[ASSIGNED TASK A]: Decide whether each statement below agrees with the forum post, answering yes or no and quoting the words of the post that settle it: (i) The writer left for the trip yesterday morning. (ii) The Thanksgiving trip was to visit family within the same state. (iii) The wife first said she should stay behind to watch the sick dog.
[ASSIGNED TASK B]: Output the passage of the forum post that opens with the words "Then we get" and closes with "in all seriousness!".

So an update on things:

When I confronted my wife about the strip club, she predictably was hung up on the fact that I went through her bank account and I broke her trust, etc. After seeing that I wasn't going along with her thinking on that, she moved on to making comments such as "I bet you're turned on that I went there. You're such a fu&$ing pervert. You're such a creep..." Which is fabulous logic, that she goes to a strip club behind my back and then tries to give me sh&t about it!

We had been scheduled to travel out of state to visit my family for Thanksgiving. When all of this went down, I fully expected her to start trying to back out of that. She didn't disappoint! First I got a song a a dance about how the dog was sick and she should really stay behind and watch him. Then it moved on to her being sick and she didn't think she should go. Given how she was acting, I wasn't really planning on fighting it, since I needed a break from her anyway. I left yesterday morning, and less than 12 hours later, I started getting text messages about how she's suddenly feeling better and she's wants to go to Las Vegas for the weekend with Chris to "have fun." 

Then we get to the really bold statement...."if I can just go to Las Vegas and have fun this weekend, when we both get back on Sunday night, I will forgive you for breaking my trust last week (for looking at my bank account) and we can start fresh." I can't help but laugh at the audacity of such a statement and that it is apparently said in all seriousness!

[Recorded data]
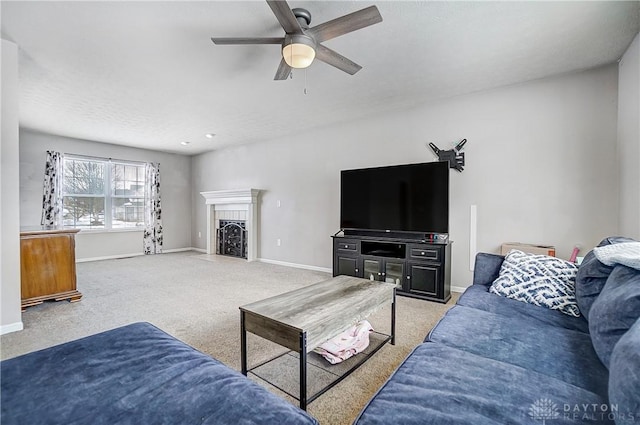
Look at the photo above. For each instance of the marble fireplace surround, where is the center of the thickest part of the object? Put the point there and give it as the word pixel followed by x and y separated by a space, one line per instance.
pixel 236 204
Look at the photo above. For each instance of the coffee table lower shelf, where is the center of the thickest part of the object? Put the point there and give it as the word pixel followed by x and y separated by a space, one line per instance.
pixel 282 371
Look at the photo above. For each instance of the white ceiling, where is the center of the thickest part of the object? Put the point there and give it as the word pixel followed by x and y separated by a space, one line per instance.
pixel 146 74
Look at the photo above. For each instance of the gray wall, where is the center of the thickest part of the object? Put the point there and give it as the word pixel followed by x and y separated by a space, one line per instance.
pixel 175 175
pixel 10 318
pixel 629 140
pixel 541 168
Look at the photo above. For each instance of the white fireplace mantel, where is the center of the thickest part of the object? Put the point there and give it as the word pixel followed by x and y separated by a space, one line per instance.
pixel 234 200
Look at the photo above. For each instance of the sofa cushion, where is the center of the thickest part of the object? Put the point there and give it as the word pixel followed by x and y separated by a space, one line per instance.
pixel 592 275
pixel 538 279
pixel 478 296
pixel 135 374
pixel 624 376
pixel 615 310
pixel 441 385
pixel 559 353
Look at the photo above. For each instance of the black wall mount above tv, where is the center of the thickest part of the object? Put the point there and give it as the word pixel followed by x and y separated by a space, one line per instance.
pixel 454 156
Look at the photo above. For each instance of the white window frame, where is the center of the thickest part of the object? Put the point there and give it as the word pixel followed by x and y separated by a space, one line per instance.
pixel 109 192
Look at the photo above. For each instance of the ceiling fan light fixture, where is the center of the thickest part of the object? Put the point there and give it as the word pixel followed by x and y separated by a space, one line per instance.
pixel 298 51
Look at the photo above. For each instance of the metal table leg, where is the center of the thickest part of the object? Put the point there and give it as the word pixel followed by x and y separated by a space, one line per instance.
pixel 243 345
pixel 393 318
pixel 303 370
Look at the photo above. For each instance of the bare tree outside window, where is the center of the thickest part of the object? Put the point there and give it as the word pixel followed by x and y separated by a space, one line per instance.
pixel 103 194
pixel 127 185
pixel 83 203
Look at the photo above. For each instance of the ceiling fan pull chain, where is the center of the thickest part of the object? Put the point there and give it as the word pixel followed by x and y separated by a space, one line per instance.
pixel 305 81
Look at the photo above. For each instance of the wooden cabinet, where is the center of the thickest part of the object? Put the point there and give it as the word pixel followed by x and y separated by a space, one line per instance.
pixel 48 266
pixel 420 269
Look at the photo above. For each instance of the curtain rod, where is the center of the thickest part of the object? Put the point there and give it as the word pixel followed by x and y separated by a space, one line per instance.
pixel 103 158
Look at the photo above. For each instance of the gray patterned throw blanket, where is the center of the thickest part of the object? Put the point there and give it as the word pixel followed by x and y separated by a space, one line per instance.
pixel 626 253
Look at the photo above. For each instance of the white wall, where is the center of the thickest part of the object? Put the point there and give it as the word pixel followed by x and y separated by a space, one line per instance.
pixel 629 140
pixel 541 168
pixel 10 317
pixel 175 175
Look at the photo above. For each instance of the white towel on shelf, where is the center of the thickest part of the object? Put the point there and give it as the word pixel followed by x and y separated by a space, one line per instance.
pixel 345 345
pixel 625 253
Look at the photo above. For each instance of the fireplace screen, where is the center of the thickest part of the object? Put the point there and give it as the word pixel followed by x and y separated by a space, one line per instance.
pixel 232 238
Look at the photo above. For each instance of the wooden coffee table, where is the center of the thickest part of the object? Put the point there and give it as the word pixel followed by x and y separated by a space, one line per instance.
pixel 305 318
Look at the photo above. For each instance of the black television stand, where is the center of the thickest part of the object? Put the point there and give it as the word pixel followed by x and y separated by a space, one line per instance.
pixel 419 264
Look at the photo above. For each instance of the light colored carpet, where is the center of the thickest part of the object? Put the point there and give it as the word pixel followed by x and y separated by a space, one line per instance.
pixel 195 298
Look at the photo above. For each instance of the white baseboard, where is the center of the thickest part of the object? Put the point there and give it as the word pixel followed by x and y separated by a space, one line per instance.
pixel 137 254
pixel 13 327
pixel 108 257
pixel 297 266
pixel 459 289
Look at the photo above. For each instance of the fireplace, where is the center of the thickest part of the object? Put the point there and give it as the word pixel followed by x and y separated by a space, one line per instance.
pixel 232 214
pixel 231 238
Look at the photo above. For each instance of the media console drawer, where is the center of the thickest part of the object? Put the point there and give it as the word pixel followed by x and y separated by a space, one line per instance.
pixel 426 252
pixel 347 246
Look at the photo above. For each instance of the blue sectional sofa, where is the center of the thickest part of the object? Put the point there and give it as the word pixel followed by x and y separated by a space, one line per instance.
pixel 136 374
pixel 495 360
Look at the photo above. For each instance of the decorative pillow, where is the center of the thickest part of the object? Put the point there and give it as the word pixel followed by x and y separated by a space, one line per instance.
pixel 615 310
pixel 624 379
pixel 538 279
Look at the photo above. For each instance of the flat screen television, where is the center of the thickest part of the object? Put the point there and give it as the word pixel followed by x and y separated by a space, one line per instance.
pixel 401 198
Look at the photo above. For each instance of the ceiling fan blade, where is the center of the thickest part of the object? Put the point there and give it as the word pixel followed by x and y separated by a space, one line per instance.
pixel 285 16
pixel 247 40
pixel 345 24
pixel 283 71
pixel 334 58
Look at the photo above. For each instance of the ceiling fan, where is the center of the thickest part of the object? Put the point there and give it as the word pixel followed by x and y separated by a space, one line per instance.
pixel 301 44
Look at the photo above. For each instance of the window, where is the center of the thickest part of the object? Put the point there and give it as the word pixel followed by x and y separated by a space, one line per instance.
pixel 103 193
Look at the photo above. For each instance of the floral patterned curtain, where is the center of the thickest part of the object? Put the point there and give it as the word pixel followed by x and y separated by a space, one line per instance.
pixel 52 190
pixel 152 238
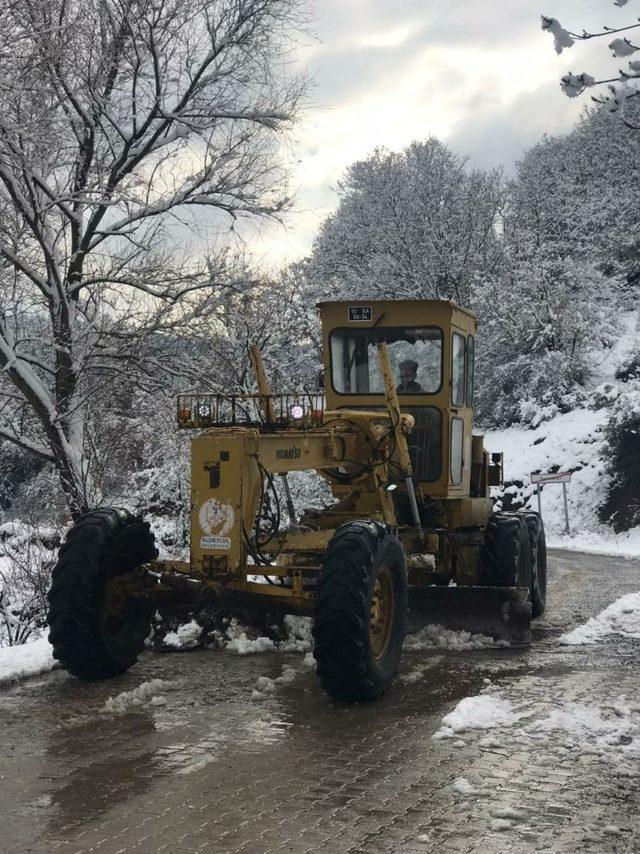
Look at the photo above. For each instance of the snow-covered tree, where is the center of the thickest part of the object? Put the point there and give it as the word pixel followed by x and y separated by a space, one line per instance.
pixel 541 320
pixel 116 117
pixel 410 224
pixel 577 194
pixel 621 87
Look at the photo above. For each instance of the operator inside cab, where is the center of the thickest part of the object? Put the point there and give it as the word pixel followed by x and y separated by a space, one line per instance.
pixel 408 373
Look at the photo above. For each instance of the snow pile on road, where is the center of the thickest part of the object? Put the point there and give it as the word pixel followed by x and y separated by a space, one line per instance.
pixel 612 732
pixel 622 617
pixel 437 637
pixel 239 642
pixel 186 636
pixel 266 687
pixel 463 787
pixel 299 636
pixel 29 659
pixel 148 693
pixel 238 638
pixel 483 711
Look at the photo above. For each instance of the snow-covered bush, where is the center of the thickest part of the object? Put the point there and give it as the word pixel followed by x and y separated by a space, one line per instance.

[YOUR RESPONSE A]:
(i) Yes: "I left yesterday morning"
(ii) No: "We had been scheduled to travel out of state to visit my family for Thanksgiving."
(iii) Yes: "how the dog was sick and she should really stay behind and watch him"

[YOUR RESPONSE B]:
Then we get to the really bold statement...."if I can just go to Las Vegas and have fun this weekend, when we both get back on Sunday night, I will forgive you for breaking my trust last week (for looking at my bank account) and we can start fresh." I can't help but laugh at the audacity of such a statement and that it is apparently said in all seriousness!